WRITTEN TASK: Reproduce the following entries word for word.
START EXERCISE MATERIALS
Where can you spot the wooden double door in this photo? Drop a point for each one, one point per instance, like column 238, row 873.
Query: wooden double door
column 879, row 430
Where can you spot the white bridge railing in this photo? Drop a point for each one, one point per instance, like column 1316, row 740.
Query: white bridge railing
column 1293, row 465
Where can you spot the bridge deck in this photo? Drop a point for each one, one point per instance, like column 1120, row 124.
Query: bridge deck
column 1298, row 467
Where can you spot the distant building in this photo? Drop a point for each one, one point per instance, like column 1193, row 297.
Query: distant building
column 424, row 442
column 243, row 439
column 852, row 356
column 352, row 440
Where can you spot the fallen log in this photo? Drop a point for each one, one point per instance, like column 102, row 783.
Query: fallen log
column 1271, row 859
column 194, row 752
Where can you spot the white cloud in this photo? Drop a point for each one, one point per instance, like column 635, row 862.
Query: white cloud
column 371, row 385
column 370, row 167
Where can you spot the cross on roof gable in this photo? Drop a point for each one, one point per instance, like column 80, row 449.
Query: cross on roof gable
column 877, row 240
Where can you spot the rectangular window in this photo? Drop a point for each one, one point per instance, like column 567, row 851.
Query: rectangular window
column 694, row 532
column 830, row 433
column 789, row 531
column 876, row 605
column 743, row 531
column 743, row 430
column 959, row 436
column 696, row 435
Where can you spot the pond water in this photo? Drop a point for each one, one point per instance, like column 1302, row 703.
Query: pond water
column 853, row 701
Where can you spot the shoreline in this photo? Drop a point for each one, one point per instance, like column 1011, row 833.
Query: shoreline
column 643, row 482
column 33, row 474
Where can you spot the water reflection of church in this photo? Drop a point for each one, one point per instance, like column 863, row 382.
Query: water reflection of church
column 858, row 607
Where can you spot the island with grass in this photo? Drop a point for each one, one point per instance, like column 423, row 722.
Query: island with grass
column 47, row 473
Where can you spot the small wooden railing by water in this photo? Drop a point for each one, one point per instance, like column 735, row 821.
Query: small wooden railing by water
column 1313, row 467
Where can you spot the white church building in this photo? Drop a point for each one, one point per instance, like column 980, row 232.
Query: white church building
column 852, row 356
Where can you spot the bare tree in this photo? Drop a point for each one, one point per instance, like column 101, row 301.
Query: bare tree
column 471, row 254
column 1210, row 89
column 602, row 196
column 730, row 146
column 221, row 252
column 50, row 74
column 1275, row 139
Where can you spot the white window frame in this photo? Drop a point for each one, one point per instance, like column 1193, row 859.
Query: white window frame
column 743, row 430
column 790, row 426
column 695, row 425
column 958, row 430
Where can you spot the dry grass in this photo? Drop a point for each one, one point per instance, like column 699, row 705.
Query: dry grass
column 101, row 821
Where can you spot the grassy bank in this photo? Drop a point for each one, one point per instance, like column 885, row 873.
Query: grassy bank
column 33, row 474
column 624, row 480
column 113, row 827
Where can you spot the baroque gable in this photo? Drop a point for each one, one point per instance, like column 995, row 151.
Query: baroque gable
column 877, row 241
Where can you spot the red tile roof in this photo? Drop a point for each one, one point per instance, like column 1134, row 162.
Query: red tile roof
END EXERCISE MATERIALS
THE COMPLETED TASK:
Where can you spot the wooden double door in this photo? Drop a point for each one, one point per instance, like column 238, row 873.
Query: wooden double door
column 879, row 430
Where can you spot the white bridge railing in this photo? Drop a point for each one, one point per instance, like column 1316, row 740.
Query: white bridge railing
column 1293, row 465
Where can you spot the bridge deck in this photo? Drop a point for each one, one point per instance, like column 1120, row 124.
Query: bridge deck
column 1298, row 467
Where can you spot the distant building in this photo? Drop a point for each one, one point per instance, like column 1193, row 297.
Query: distant building
column 424, row 442
column 243, row 439
column 852, row 356
column 352, row 440
Where can you spot the fallen log in this photo? Drop a point for each one, one point per instance, like column 102, row 783.
Query: fallen log
column 1271, row 859
column 194, row 752
Where can you spot the white cloud in this photo? Drop a point for each one, one point per instance, like column 635, row 862.
Query: white cloud
column 371, row 385
column 370, row 167
Where can you spot the cross on roof gable in this photo? Drop a point for each one, one point per instance, like column 80, row 449.
Query: cross on roof gable
column 877, row 240
Where can you spot the rectangular window in this photo? Drop a point for each one, one point per instance, like column 567, row 851.
Query: rectangular window
column 694, row 532
column 830, row 433
column 789, row 531
column 876, row 605
column 743, row 531
column 743, row 430
column 959, row 436
column 696, row 435
Where can you spot the pond water in this photo? Drop a point for each one, one point per instance, like column 1302, row 703.
Query: pond water
column 853, row 701
Where can you spot the shoreline in this photo? Drop a point for each one, one point per instance, like column 1011, row 833.
Query: shoreline
column 643, row 482
column 33, row 474
Where can you spot the water reflection of church in this photo? Drop a point for each one, one point per instance, like column 863, row 382.
Query: water reflection of church
column 858, row 607
Where can you spot the island with grass in this photo? Drop a point for each one, one point per instance, like column 423, row 722.
Query: island with grass
column 47, row 473
Where can you spot the small wooden railing by water in this photo? Drop a point for each one, one point per instance, like column 735, row 821.
Query: small wooden railing by water
column 1313, row 467
Where can you spot the white church building in this photo? Drop a point for each one, one point per instance, like column 980, row 232.
Query: white church building
column 852, row 356
Where can you spot the bare tree in this photo? Drop a point for each one, one point per instance, like column 101, row 301.
Query: bare tree
column 471, row 254
column 1210, row 89
column 602, row 196
column 730, row 146
column 221, row 252
column 50, row 74
column 1275, row 139
Where can you spot the white window frame in this photo? Drop a point for each one, one point per instance, like column 1193, row 859.
Query: white window frame
column 743, row 430
column 790, row 426
column 695, row 425
column 958, row 430
Where can you spot the dry grass in this photo? Drop a point for each one, one point per instance, like column 699, row 705.
Query: dry grass
column 101, row 821
Where can you spot the grassy bank in this photo? Drop a point for each one, one point per instance, like column 885, row 873.
Query: grassy bank
column 33, row 474
column 624, row 480
column 113, row 827
Where can you spot the baroque gable in this photo? Drop a point for each one, one point per instance, like column 995, row 151.
Query: baroque gable
column 877, row 241
Where can you spot the red tile roof in this photo? Drop a point for each one, one point per instance, like column 1134, row 162.
Query: red tile roof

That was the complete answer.